Dane do ćwiczenia
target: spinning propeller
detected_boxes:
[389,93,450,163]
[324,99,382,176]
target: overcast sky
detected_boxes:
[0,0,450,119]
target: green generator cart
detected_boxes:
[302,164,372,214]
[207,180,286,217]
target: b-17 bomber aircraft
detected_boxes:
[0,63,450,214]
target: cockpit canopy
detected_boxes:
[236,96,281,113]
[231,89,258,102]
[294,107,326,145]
---
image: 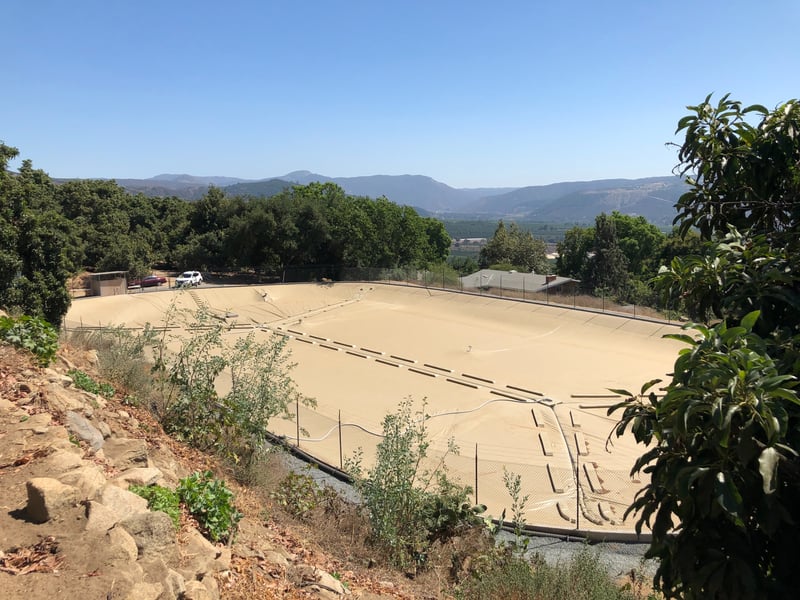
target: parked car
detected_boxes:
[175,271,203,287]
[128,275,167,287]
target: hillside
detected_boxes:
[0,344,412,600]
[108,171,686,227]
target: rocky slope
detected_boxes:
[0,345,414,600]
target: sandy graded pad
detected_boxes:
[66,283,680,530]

Zadanie do wykonania
Należy wypisać z powyższych rekordów każdy wiersz zawierający ciąg znaków „target”.

Wykonane zadanie
target: spinning propeller
target: overcast sky
target: green generator cart
target: b-17 bomber aircraft
target: cockpit canopy
target: parked car
target: hillside
target: rocky slope
target: sandy graded pad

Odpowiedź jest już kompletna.